▶ _GIVEN PASSAGE_
This guidebook should be used only during the initial response phase of an incident (first 30 minutes). For the guide to be the greatest benefit to responders, they need to become thoroughly familiar with it before it is used during an emergency. Within the guide are white pages that explain how the book is organized, and includes first-response tips for emergency agencies.

Terrorism Response

The 380-page ERG is divided into four major color-coded sections: yellow, blue, orange and green. It contains a placard chart; numerical and alphabetical listings; action guides; protective action distances; water-reactive materials; protective clothing; a glossary; and miscellaneous information. New sections covered in the 2000 ERG include railroad car and highway tanker identification charts, Intermodal Container Hazard Identification Codes and Criminal/Terrorist Use of Chemical/ Biological Agents sections.

The new ERG is 26 pages bigger than the 1996 edition. Three pages of information on chemical and biological agents that may be used during terrorist incidents have been added. The yellow and blue sections each contain three new pages. The yellow section, which starts on page 25, contains a numerical listing of United Nations four-digit identification numbers. These numbers are located in the center of placards on vehicles transporting bulk quantities of hazardous materials. Once the four-digit number is located in the yellow section, a reference is made to an action guide in the orange section. This action guide is identified with a three-digit number that appears at the top of the page.

Some three-digit numbers in the yellow and blue sections of the guide may be followed by a “P.” This indicates that in addition to any other hazards the material may pose, it may undergo polymerization, which can be a violent explosive reaction. Polymerization information is the same for both the blue and yellow sections.

If a placard or label is displayed, but the four-digit number is unavailable and the name of the material is unknown, refer to the table of placards on pages 16 and 17. The table shows some new placards used under the DOT regulations that were not shown in the 1996 guidebook, along with some placards used in Canada and Mexico. In a circle next to each placard is an action guide number from the orange section. When a “Dangerous” placard is used, turn to guide 111 for mixed loads or unidentified cargo.

Orange action guides are grouped by hazard class and any special circumstances surrounding the shipment. A list of hazard classes is on page 13. This list corresponds with the placard table. Some classifications differ from what responders may be used to. For example, the Canadian system uses a fourth compressed-gas subdivision, 2.4 corrosive gases; DOT’s placarding and labeling system only identifies the most severe hazard of a material as determined by the agency, so the placard shows only one hazard class.

Almost all hazardous materials can present more than one hazard. Responders should be aware of this and prepare for “hidden hazards.” (The author of this column has designed a “Placard Hazard Chart” that lists potential hidden hazards of placarded and labeled materials. See the contact information at the end of this column.)

▶ _SOURCE INFORMATION_
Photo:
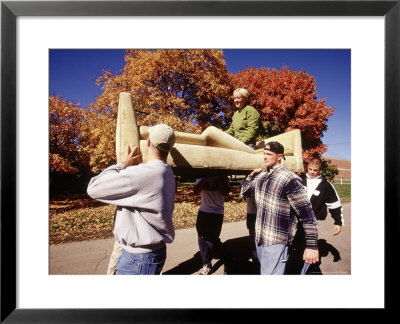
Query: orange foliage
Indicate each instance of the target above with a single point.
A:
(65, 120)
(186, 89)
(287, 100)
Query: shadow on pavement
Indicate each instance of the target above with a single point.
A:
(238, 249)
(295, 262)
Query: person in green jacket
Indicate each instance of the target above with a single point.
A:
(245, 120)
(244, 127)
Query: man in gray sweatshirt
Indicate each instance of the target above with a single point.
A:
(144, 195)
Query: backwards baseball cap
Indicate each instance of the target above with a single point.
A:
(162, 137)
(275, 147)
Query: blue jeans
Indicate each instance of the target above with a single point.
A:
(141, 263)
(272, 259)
==
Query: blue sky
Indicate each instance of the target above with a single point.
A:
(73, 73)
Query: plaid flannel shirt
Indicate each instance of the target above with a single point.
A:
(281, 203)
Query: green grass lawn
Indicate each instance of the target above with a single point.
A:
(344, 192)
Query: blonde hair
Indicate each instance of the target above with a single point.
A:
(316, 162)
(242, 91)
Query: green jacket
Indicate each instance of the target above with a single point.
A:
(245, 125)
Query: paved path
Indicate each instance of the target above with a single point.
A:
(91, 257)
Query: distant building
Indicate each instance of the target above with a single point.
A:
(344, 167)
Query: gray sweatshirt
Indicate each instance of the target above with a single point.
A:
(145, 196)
...
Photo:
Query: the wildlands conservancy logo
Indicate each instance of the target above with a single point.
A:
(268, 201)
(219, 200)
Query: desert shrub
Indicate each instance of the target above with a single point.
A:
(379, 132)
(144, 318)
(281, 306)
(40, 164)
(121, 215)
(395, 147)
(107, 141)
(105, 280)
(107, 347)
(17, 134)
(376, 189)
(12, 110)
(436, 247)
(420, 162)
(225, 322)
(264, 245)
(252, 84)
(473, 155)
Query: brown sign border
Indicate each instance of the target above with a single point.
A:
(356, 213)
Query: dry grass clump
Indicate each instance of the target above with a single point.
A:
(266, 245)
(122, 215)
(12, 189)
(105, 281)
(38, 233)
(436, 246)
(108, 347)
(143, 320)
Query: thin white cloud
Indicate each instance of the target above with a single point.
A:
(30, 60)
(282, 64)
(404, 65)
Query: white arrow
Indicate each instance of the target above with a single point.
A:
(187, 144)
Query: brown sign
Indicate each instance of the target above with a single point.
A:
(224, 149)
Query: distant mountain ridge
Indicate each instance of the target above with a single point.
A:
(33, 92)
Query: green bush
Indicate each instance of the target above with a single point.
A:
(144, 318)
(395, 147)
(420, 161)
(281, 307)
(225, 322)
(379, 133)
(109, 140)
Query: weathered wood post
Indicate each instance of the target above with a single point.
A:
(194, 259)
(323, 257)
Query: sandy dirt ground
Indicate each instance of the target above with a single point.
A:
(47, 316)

▶ _CHECK YOUR UNDERSTANDING_
• A. Copy the ERG text word for word, from "Almost all hazardous" up to and including "of this column.)".
• B. According to the ERG text, which guide should responders turn to when a "Dangerous" placard is used?

▶ _EXERCISE RESULTS_
• A.
Almost all hazardous materials can present more than one hazard. Responders should be aware of this and prepare for “hidden hazards.” (The author of this column has designed a “Placard Hazard Chart” that lists potential hidden hazards of placarded and labeled materials. See the contact information at the end of this column.)

• B. Guide 111, for mixed loads or unidentified cargo.